**Text under study**
################

RE-TREAT – Collection of Good Practices: KU Leuven’s statement


The Directive 2012/29/EU establishes the rule of an individual assessment for all victims of crime in all EU Member States (MS), considering personal characteristics of a victim and the nature and special characteristics of the crime, expressly mentioning sexual violence. However, victims of sexual crime are often re-victimised by justice systems that are not adapted to their rights and needs. Practitioners still lack capacity building and specialised training in dealing with victims of sexual crime.

The overall aim of the RE-TREAT project is to boost procedural and organisational changes in the criminal proceedings within the justice systems in Spain, Italy and Greece in order to improve their responsiveness to particular needs of victims of sexual crimes. Thus, RE-TREAT will contribute to the call priority related to the victims’ rights by enhancing the practical implementation of the Directive 2012/29/EU.

Why the “Collection of Good Practices” is important during this specific historic moment?

There are many factors that reinforce the relevance of this research at this time.

One is its synergy with the Victims’ Directive 2012/29/EU. One of the Directive’s most important aims is to achieve a central place of the victim in the criminal justice system and improve their position. In doing so, a well-coordinated and tailored approach is required to meet the interests or needs of victims of crime. Special attention is drawn to the most vulnerable victims, including victims of sexual violence. To provide an individualised treatment for victims of sexual violence, it is important to consider different contexts of victimisation.

Prof. Dr. Antony Pemberton

Prof. Dr. Antony Pemberton

The Leuven Institute of Criminology (LINC) has contributed to this understanding by conducting research in this area from different perspectives, going from the experiences of victims of sexual violence in conflict situations and institutional sexual violence such as the Catholic Church in Belgium to the justice interests of people who were sexually abused when young by another child from within their family circle. Prof. Dr. Antony Pemberton, involved in the RE-TREAT project and coordinator of the Research Line on Restorative Justice and Victimology at LINC, has also a wide-ranging insight into victimological perspectives on justice and played a key role in the development of the Directive as advisor for the EU.

################

(Saved entries)
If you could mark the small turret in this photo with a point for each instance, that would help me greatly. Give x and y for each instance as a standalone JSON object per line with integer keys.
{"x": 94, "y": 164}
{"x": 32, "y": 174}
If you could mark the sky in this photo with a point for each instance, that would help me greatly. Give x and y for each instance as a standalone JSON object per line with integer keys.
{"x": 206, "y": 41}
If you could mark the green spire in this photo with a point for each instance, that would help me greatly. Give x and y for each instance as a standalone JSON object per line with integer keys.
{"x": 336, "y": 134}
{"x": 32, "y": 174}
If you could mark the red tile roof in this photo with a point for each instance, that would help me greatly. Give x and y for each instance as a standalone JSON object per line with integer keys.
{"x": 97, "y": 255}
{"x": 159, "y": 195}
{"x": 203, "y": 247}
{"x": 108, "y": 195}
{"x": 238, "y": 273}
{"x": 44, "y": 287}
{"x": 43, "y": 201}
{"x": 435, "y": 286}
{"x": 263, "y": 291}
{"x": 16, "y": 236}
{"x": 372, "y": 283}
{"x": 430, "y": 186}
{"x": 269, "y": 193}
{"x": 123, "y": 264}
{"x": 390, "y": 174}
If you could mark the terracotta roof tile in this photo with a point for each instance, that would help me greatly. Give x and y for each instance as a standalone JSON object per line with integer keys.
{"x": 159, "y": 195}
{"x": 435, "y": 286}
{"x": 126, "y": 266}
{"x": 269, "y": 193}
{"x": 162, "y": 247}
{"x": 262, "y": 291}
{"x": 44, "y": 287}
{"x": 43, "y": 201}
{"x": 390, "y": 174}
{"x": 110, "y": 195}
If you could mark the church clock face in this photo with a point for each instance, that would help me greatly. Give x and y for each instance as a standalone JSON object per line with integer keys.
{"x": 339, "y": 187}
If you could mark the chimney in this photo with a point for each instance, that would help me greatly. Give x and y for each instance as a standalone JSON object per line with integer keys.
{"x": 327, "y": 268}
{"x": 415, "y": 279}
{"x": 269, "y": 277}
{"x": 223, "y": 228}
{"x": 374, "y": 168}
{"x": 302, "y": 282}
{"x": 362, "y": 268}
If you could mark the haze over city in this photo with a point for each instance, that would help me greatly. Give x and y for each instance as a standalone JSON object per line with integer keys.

################

**Work order**
Copy the statement on the RE-TREAT Collection of Good Practices in full, word for word. The items have no role in this exercise.

**Response area**
RE-TREAT – Collection of Good Practices: KU Leuven’s statement


The Directive 2012/29/EU establishes the rule of an individual assessment for all victims of crime in all EU Member States (MS), considering personal characteristics of a victim and the nature and special characteristics of the crime, expressly mentioning sexual violence. However, victims of sexual crime are often re-victimised by justice systems that are not adapted to their rights and needs. Practitioners still lack capacity building and specialised training in dealing with victims of sexual crime.

The overall aim of the RE-TREAT project is to boost procedural and organisational changes in the criminal proceedings within the justice systems in Spain, Italy and Greece in order to improve their responsiveness to particular needs of victims of sexual crimes. Thus, RE-TREAT will contribute to the call priority related to the victims’ rights by enhancing the practical implementation of the Directive 2012/29/EU.

Why the “Collection of Good Practices” is important during this specific historic moment?

There are many factors that reinforce the relevance of this research at this time.

One is its synergy with the Victims’ Directive 2012/29/EU. One of the Directive’s most important aims is to achieve a central place of the victim in the criminal justice system and improve their position. In doing so, a well-coordinated and tailored approach is required to meet the interests or needs of victims of crime. Special attention is drawn to the most vulnerable victims, including victims of sexual violence. To provide an individualised treatment for victims of sexual violence, it is important to consider different contexts of victimisation.

Prof. Dr. Antony Pemberton

Prof. Dr. Antony Pemberton

The Leuven Institute of Criminology (LINC) has contributed to this understanding by conducting research in this area from different perspectives, going from the experiences of victims of sexual violence in conflict situations and institutional sexual violence such as the Catholic Church in Belgium to the justice interests of people who were sexually abused when young by another child from within their family circle. Prof. Dr. Antony Pemberton, involved in the RE-TREAT project and coordinator of the Research Line on Restorative Justice and Victimology at LINC, has also a wide-ranging insight into victimological perspectives on justice and played a key role in the development of the Directive as advisor for the EU.